── Document extract ──

# Nail Eater Circuler Saw Blade



## JonM (Nov 1, 2007)

Will any of you fine gentlemen recommend a 7 1/4" nail eater circuler saw blade for demo work?...:thumbup:
*
*


----------



## greg24k (May 19, 2007)

I use Amana demolition blades in some cases they cut nails and everything they hit :thumbsup: but Sawzall is the best for Demolition work.


----------



## neolitic (Apr 20, 2006)

JonM said:


> Will any of you fine gentlemen recommend a 7 1/4" nail eater circuler saw blade for demo work?...:thumbup:
> *
> *


http://www.amanatool.com/sawblades-demolition.html


----------



## Warren (Feb 19, 2005)

Generally we just use an old circular saw blade. I never resharpen 7 1/4 blades but I keep old/damaged ones for demo work. The thicker ones usually hold up better for cutting through nails/shingles. A while back I did buy some nail cutting demo blades from Ebay but didnt really notice much difference.


----------



## woodworkbykirk (Sep 17, 2008)

typically i keep old blades which are warped or missing the odd tooth, if low on them i pick up multiples of the cheapest blade at the building supply and stick em on the old beat up makita which gets used for cutting harti


----------



## Inner10 (Mar 12, 2009)

I've never used an Amana blade, but I use metal cutting circular saw baldes.

I tried ripping out some subfloor a few weeks ago and destroyed 4 blades in an hour. Old framing blades are USELESS after you hit a nail. I should have taken a picture but I stripped all the teeth off of 2 Freud Diablos, 1 milwaukee and an old black and decker. The carbide teeth just pop off once they touch a nail.

───

Given instruction 1> Name every user who posted in the saw blade thread above.

── Supplied material ──

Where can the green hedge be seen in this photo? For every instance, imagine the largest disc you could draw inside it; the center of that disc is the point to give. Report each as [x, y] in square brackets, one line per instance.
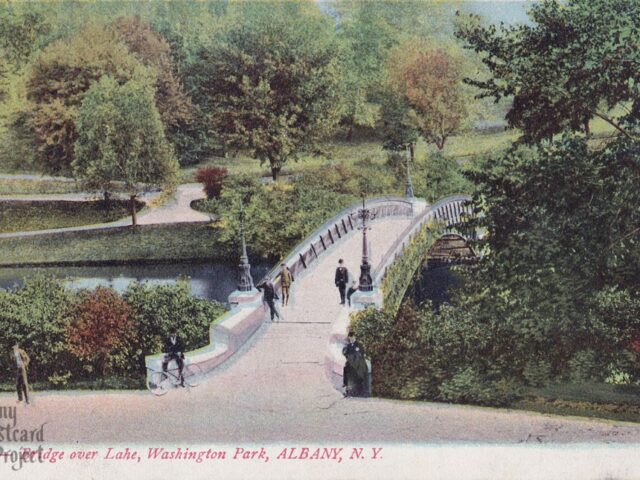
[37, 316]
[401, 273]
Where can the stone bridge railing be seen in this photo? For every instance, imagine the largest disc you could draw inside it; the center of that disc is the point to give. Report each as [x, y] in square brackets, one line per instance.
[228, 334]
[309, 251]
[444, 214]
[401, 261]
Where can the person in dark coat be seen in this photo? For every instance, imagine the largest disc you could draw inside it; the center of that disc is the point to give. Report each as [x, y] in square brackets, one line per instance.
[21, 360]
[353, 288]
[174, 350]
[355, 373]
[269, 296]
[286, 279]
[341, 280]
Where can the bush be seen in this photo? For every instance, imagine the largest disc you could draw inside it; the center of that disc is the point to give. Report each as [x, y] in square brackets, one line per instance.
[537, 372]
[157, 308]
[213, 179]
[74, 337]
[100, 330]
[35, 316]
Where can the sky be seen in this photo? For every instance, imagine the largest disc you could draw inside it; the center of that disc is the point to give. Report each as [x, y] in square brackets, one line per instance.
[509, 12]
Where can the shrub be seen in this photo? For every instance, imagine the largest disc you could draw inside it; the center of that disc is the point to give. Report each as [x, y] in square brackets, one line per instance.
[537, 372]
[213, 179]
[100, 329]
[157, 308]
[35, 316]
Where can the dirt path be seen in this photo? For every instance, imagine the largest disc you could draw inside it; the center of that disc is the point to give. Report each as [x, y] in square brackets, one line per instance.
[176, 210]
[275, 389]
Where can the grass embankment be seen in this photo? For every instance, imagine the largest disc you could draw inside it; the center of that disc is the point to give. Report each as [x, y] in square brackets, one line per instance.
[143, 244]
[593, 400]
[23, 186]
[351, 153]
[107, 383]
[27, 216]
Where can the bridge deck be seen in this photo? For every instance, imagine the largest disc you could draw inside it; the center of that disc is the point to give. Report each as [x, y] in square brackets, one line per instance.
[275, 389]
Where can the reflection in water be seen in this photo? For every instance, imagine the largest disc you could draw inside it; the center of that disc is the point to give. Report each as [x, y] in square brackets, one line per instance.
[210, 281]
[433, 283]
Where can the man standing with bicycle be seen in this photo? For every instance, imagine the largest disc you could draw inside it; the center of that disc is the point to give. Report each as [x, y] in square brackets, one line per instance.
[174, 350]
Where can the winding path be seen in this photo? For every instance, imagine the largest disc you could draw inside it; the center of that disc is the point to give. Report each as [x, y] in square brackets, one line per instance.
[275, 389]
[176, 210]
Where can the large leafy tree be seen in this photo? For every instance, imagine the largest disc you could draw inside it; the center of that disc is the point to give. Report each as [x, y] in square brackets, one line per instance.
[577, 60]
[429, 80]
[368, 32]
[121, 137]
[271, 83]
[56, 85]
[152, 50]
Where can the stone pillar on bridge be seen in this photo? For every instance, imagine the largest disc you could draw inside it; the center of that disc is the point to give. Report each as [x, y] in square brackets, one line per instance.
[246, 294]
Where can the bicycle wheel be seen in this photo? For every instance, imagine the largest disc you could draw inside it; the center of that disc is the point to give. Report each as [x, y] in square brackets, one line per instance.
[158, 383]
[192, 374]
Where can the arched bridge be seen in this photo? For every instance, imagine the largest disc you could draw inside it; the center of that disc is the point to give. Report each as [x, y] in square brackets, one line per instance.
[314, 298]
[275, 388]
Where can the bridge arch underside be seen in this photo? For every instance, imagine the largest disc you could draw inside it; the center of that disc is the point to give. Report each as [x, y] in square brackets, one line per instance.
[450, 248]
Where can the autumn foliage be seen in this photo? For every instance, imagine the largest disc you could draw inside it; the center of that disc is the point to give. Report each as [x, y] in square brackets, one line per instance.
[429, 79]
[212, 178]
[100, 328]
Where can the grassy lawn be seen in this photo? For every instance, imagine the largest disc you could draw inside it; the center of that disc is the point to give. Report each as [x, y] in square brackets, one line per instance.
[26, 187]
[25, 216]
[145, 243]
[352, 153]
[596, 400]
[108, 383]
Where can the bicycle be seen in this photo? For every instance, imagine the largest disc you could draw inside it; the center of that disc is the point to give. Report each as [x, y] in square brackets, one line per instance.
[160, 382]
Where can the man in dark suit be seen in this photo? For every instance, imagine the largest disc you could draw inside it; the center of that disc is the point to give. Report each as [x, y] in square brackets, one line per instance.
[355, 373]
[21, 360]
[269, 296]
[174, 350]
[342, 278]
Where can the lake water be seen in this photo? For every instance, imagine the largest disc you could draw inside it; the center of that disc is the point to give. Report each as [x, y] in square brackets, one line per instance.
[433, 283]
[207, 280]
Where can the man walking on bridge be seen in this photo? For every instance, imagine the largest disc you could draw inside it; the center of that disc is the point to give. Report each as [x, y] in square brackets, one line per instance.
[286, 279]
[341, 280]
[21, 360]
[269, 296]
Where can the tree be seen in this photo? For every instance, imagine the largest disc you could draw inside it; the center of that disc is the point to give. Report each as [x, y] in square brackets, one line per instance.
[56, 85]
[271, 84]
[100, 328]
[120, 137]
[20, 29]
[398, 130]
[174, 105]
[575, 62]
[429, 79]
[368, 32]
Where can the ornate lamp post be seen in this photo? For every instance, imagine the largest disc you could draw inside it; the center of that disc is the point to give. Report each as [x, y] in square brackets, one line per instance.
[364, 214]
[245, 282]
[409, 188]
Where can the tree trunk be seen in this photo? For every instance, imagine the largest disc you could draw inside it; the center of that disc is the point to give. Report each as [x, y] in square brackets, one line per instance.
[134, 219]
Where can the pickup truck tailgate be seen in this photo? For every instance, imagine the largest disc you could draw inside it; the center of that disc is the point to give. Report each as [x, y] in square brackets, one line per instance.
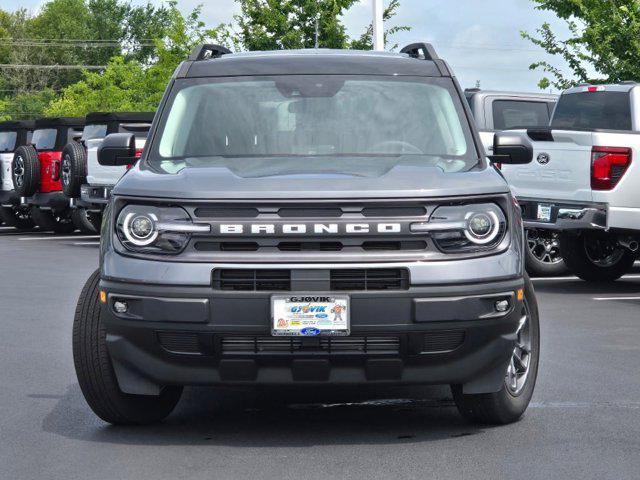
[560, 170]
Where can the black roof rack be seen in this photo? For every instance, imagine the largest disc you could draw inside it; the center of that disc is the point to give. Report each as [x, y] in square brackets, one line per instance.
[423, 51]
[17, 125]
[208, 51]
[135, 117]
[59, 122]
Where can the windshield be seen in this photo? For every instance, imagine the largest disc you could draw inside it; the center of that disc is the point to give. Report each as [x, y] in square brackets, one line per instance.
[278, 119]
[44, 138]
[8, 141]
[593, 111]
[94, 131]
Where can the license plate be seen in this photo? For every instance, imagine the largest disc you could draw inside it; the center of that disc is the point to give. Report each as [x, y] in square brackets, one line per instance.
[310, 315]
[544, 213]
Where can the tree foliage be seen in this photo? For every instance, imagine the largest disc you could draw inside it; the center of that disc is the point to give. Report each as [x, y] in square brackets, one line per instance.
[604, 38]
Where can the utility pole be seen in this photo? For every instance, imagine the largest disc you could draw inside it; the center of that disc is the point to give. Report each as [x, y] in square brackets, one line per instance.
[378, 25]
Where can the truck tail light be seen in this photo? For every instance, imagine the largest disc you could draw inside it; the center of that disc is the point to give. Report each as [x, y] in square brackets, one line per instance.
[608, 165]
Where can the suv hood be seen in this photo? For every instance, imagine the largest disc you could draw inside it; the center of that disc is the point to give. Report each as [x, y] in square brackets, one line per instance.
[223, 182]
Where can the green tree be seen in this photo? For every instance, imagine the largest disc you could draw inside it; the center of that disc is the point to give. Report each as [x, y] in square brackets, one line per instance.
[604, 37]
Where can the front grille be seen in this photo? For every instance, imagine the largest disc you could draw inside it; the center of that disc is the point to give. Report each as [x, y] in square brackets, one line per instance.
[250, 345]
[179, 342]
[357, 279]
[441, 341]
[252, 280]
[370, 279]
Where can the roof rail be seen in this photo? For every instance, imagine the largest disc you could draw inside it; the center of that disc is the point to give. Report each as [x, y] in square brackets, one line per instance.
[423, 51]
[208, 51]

───

Given instruction 2> Reproduce the records from the line with "Where can the green tree" through the end of the records, requests included, and add 101 to every coordinate in the answers.

Expected answer 1>
JonM
greg24k
neolitic
Warren
woodworkbykirk
Inner10

Expected answer 2>
Where can the green tree be seen in this photo? For every instance, imagine the largest disc you could draw inside it; the center of that disc is the point to give. Report each as [x, y] in square brackets, one line per instance.
[705, 138]
Where can the front grille be seen in this photo? For every instance, imagine the largest disc you could draw inside it; the center of that disc is the point to give. Report each as [x, y] in square brackets, one line per instance.
[351, 446]
[280, 443]
[458, 380]
[542, 442]
[353, 381]
[471, 380]
Where can the roof rail be seen in this photo? For every instance, imagine the largest disc you could draw inside it; the center of that disc is the point to give. Report each as [x, y] in square brackets, one line per instance.
[524, 152]
[309, 152]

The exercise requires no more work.